* _Exercise prompt_
For each line of the data below that includes the string "hillside", count one, and answer with the sum only.

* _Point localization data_

+---+

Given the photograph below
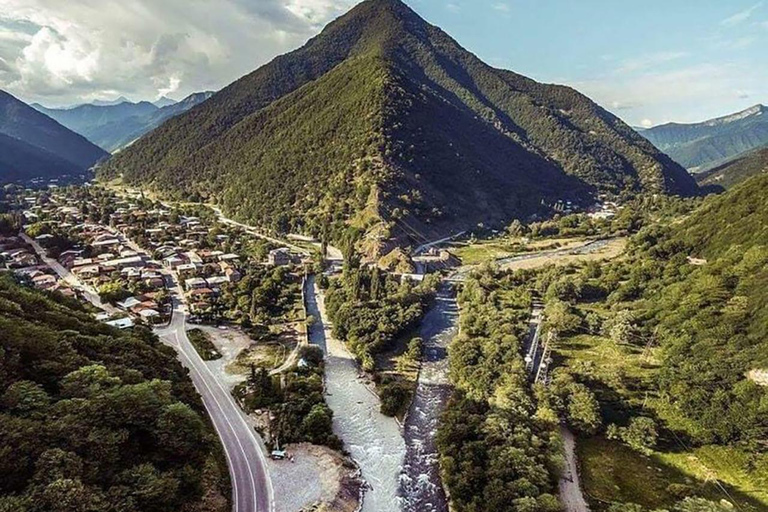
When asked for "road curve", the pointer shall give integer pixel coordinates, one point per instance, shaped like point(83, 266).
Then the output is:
point(251, 487)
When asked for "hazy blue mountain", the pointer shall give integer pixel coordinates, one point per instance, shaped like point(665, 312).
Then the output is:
point(387, 123)
point(20, 121)
point(116, 125)
point(165, 101)
point(702, 146)
point(20, 161)
point(109, 103)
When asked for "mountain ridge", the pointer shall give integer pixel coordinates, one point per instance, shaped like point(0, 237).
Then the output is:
point(707, 144)
point(397, 124)
point(114, 125)
point(20, 121)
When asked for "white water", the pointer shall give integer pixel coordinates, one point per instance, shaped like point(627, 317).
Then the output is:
point(374, 440)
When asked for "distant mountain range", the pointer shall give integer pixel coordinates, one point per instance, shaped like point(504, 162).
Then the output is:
point(114, 125)
point(702, 146)
point(384, 123)
point(732, 173)
point(34, 145)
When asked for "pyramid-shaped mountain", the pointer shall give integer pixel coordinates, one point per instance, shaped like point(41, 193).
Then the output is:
point(384, 123)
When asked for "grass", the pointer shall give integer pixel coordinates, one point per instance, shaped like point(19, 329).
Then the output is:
point(203, 344)
point(612, 472)
point(621, 377)
point(475, 253)
point(267, 354)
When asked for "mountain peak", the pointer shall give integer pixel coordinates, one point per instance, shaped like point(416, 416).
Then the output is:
point(755, 110)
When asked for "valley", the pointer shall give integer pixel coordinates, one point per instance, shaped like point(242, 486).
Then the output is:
point(377, 270)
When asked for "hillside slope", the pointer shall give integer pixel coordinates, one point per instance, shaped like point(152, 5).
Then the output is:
point(386, 122)
point(112, 127)
point(730, 174)
point(94, 419)
point(702, 146)
point(20, 161)
point(20, 121)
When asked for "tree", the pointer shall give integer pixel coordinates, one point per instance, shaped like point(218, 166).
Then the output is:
point(318, 424)
point(583, 410)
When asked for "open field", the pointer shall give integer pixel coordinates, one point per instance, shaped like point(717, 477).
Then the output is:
point(490, 250)
point(203, 344)
point(612, 472)
point(267, 354)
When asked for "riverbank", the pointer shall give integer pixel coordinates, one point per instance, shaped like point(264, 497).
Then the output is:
point(373, 440)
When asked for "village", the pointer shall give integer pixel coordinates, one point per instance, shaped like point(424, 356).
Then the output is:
point(118, 254)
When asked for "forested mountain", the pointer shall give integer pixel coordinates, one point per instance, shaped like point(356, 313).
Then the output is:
point(20, 161)
point(94, 419)
point(114, 126)
point(702, 146)
point(386, 121)
point(20, 121)
point(730, 174)
point(164, 101)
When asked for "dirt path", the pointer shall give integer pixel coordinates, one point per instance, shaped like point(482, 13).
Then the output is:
point(570, 487)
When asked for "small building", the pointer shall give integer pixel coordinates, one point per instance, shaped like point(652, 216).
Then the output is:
point(195, 283)
point(122, 323)
point(279, 257)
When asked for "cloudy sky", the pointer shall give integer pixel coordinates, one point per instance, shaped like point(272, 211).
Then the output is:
point(649, 62)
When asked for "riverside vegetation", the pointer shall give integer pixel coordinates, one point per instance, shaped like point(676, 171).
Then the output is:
point(653, 362)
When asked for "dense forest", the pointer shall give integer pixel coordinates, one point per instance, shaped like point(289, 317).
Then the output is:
point(498, 443)
point(370, 308)
point(93, 419)
point(424, 137)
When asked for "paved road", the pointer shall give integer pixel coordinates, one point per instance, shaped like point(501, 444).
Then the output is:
point(68, 277)
point(251, 487)
point(420, 482)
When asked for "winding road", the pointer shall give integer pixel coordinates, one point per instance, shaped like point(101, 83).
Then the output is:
point(251, 487)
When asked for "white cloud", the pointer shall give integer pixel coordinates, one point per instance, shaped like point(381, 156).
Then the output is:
point(648, 61)
point(685, 94)
point(741, 17)
point(60, 52)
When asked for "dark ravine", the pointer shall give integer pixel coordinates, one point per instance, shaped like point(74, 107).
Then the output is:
point(420, 483)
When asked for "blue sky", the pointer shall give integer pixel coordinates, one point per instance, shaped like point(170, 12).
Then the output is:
point(649, 61)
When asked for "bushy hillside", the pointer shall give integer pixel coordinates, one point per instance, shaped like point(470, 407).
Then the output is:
point(386, 122)
point(702, 146)
point(20, 161)
point(20, 121)
point(93, 419)
point(728, 175)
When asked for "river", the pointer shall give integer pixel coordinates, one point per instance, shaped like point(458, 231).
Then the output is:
point(373, 440)
point(420, 483)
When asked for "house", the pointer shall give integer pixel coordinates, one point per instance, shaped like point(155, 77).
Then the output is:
point(44, 281)
point(173, 261)
point(87, 271)
point(217, 281)
point(195, 283)
point(188, 270)
point(128, 303)
point(122, 323)
point(279, 257)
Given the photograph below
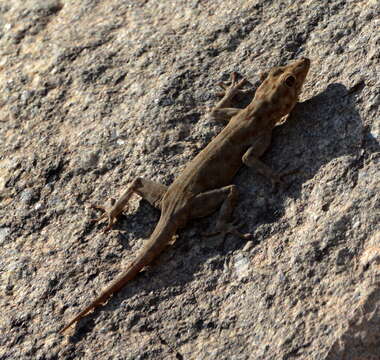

+---+

* _Solved problem_
2